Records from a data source
○ ○ ○ ○

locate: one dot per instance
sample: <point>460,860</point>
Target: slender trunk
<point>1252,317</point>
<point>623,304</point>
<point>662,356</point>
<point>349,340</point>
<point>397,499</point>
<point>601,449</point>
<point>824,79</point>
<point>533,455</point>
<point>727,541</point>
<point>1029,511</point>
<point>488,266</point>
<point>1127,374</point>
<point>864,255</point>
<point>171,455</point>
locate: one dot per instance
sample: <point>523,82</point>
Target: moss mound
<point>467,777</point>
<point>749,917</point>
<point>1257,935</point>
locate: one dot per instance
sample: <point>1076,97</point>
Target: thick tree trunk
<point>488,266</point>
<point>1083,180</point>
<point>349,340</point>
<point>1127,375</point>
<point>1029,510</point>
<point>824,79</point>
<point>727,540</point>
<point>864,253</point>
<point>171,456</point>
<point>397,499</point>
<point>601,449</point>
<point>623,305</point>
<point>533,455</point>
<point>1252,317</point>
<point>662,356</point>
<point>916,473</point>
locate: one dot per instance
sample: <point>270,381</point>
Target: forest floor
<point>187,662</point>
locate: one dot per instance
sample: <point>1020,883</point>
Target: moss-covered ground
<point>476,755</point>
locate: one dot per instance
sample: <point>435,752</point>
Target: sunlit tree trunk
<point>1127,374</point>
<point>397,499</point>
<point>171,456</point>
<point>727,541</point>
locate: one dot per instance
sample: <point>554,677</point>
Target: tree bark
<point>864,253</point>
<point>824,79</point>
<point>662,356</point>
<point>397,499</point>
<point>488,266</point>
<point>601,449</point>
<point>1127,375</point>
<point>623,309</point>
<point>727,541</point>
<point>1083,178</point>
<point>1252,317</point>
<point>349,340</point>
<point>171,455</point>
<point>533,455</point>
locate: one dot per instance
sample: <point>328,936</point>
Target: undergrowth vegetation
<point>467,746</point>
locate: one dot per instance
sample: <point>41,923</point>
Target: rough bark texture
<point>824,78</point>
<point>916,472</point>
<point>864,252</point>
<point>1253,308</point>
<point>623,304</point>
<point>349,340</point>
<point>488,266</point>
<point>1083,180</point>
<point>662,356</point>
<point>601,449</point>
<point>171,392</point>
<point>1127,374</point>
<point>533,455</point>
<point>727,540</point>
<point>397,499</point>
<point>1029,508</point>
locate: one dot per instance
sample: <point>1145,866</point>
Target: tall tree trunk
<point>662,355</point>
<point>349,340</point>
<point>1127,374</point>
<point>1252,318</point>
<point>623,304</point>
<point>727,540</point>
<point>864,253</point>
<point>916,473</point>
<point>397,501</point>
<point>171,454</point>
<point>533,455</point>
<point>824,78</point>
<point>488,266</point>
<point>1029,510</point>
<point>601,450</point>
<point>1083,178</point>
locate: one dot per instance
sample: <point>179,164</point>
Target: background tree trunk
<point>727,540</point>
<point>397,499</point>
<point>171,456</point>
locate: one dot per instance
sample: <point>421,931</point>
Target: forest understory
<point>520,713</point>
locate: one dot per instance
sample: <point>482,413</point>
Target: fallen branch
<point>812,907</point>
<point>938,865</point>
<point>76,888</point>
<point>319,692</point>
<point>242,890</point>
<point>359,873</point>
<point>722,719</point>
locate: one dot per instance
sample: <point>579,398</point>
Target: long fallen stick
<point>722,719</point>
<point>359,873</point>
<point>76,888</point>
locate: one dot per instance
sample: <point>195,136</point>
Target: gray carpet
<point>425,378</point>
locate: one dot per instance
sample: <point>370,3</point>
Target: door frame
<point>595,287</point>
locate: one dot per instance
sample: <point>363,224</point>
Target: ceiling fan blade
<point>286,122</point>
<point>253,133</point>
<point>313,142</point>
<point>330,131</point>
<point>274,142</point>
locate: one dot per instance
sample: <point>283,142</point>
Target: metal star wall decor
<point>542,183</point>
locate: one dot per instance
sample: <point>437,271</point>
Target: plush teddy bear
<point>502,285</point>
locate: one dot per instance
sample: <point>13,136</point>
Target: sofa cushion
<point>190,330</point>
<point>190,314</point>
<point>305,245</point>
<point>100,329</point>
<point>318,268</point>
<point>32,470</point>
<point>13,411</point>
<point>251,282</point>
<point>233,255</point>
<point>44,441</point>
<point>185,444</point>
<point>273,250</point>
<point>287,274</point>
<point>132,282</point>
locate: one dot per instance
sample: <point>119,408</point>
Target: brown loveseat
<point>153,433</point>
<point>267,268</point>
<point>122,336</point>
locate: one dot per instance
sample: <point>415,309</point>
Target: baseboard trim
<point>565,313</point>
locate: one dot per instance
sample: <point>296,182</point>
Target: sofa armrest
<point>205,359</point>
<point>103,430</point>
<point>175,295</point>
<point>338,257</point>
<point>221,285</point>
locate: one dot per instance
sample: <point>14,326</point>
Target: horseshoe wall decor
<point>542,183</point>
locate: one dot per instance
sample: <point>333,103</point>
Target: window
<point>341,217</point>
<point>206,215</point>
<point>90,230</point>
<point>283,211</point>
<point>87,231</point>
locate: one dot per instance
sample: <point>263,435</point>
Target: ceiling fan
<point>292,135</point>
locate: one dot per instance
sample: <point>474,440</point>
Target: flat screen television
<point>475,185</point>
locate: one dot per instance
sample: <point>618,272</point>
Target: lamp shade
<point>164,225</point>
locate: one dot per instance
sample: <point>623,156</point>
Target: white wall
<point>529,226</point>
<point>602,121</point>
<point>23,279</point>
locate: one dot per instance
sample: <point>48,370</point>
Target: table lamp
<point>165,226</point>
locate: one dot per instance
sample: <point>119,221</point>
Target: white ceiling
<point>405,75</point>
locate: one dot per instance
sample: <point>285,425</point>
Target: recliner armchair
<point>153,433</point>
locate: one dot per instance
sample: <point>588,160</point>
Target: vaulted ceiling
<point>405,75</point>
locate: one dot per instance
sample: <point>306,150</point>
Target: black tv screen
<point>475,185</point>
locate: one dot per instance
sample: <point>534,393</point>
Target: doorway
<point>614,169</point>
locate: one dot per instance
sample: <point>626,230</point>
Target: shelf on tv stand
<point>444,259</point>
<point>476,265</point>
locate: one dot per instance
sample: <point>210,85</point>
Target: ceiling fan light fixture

○ ○ ○ ○

## ABOUT THIS TASK
Restate the records above verbatim up to and including the line containing "sample: <point>460,860</point>".

## ANSWER FOR THE TASK
locate: one dot per instance
sample: <point>460,860</point>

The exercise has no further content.